The present invention relates to a board mating connector.
A board mating connector itself is provided as one finished electrical component.
The board mating connector transmits a radio frequency (RF) signal between a first board and a second board such as printed circuit boards on which signal lines are formed.
The board mating connector is fixed to the second board or fixed to another electrical component (for example, a cavity filter) configured to transmit the RF signal received from the second board to the first board, and the first board comes into contact with an upper side of the board mating connector, thereby transmitting the RF signal between the first board and the second board.
Since the board mating connector serves to transmit the RF signal between boards, the board mating connector is widely used in a mobile communication repeater (for example, a remote radio head (RRH)) through which an antenna transmits and receives the RF signal.
In order to increase the data transmission capacity of the mobile communication repeater, multiple input multiple output (MIMO) technology using a plurality of antennas is used. As a communication environment is developed beyond 5G wireless communication, the number of the antennas is increased, and as a result, the number of the board mating connectors is increased.
As described above, as the number of the board mating connectors is increased, the cost burden is increased, and thus, there is a problem in that the market requires a board mating connector that is cheaper than the conventional one.

■ Stored records:
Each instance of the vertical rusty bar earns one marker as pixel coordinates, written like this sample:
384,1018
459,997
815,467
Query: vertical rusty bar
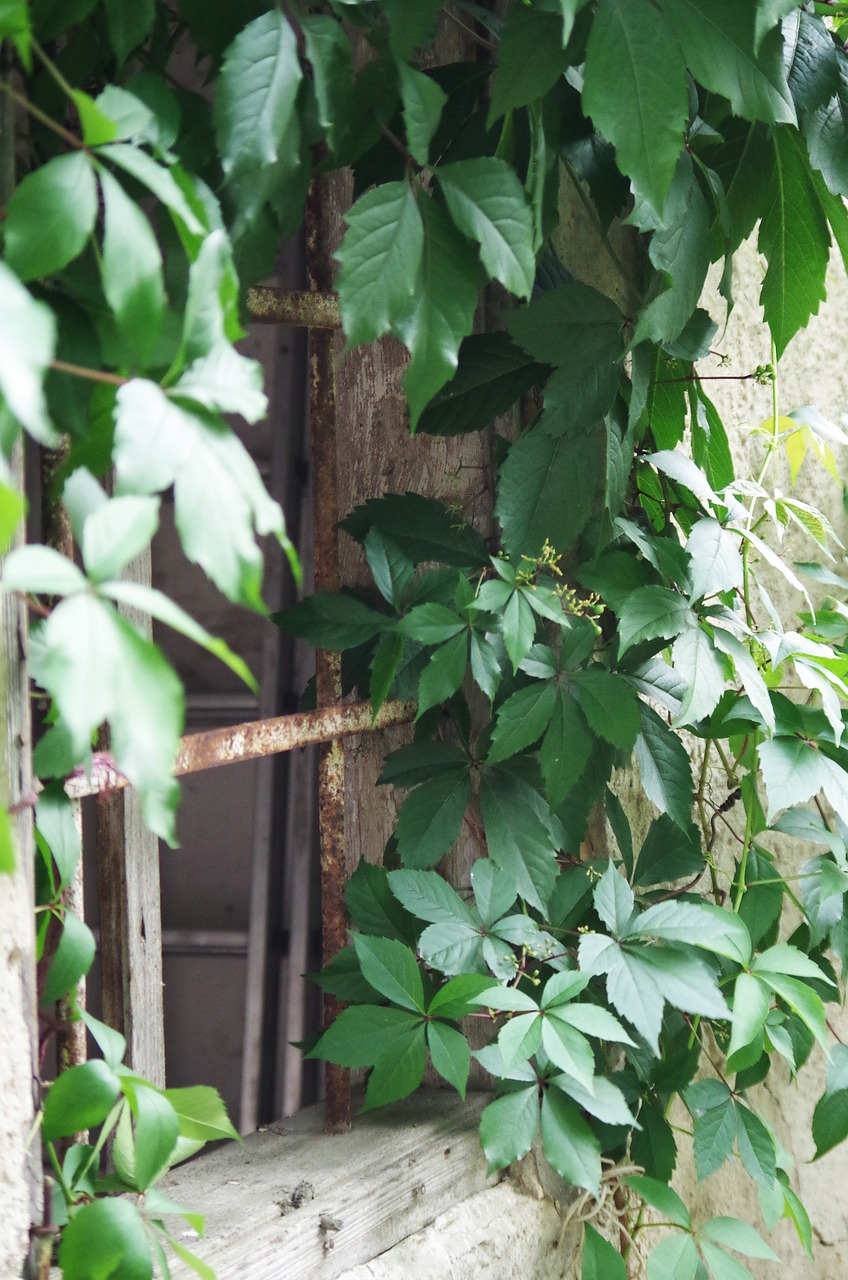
331,755
71,1037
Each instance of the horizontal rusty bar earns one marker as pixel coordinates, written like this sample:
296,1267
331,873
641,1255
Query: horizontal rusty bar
252,741
306,309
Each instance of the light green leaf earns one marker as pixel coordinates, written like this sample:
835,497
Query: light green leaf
442,309
105,1239
793,236
50,216
717,39
115,533
636,92
569,1143
423,103
509,1127
41,571
71,961
664,768
487,204
80,1098
391,969
220,502
521,720
450,1054
381,255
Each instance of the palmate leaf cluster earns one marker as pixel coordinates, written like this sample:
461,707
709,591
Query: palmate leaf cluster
627,598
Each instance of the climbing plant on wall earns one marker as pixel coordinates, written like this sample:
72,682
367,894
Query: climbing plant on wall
627,600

■ Objectives:
A – For each statement below, answer yes or no and quote the exact words of the board mating connector text that decide it. (i) The connector carries an RF signal between a first board and a second board. (ii) The first board touches the lower side of the connector. (iii) MIMO technology uses a single antenna.
B – According to the board mating connector text, why does the market require a board mating connector that is cheaper than the conventional one? Answer in one to three sentences.
C – List every abbreviation that the board mating connector text spells out in full, with its full form.

■ Per-task outputs:
A –
(i) Yes: "The board mating connector transmits a radio frequency (RF) signal between a first board and a second board"
(ii) No: "the first board comes into contact with an upper side of the board mating connector"
(iii) No: "multiple input multiple output (MIMO) technology using a plurality of antennas is used"

B – As communication develops beyond 5G, the number of antennas increases, so more board mating connectors are needed. The growing number of connectors raises the cost burden, which creates demand for a cheaper connector.

C –
- RF: radio frequency
- RRH: remote radio head
- MIMO: multiple input multiple output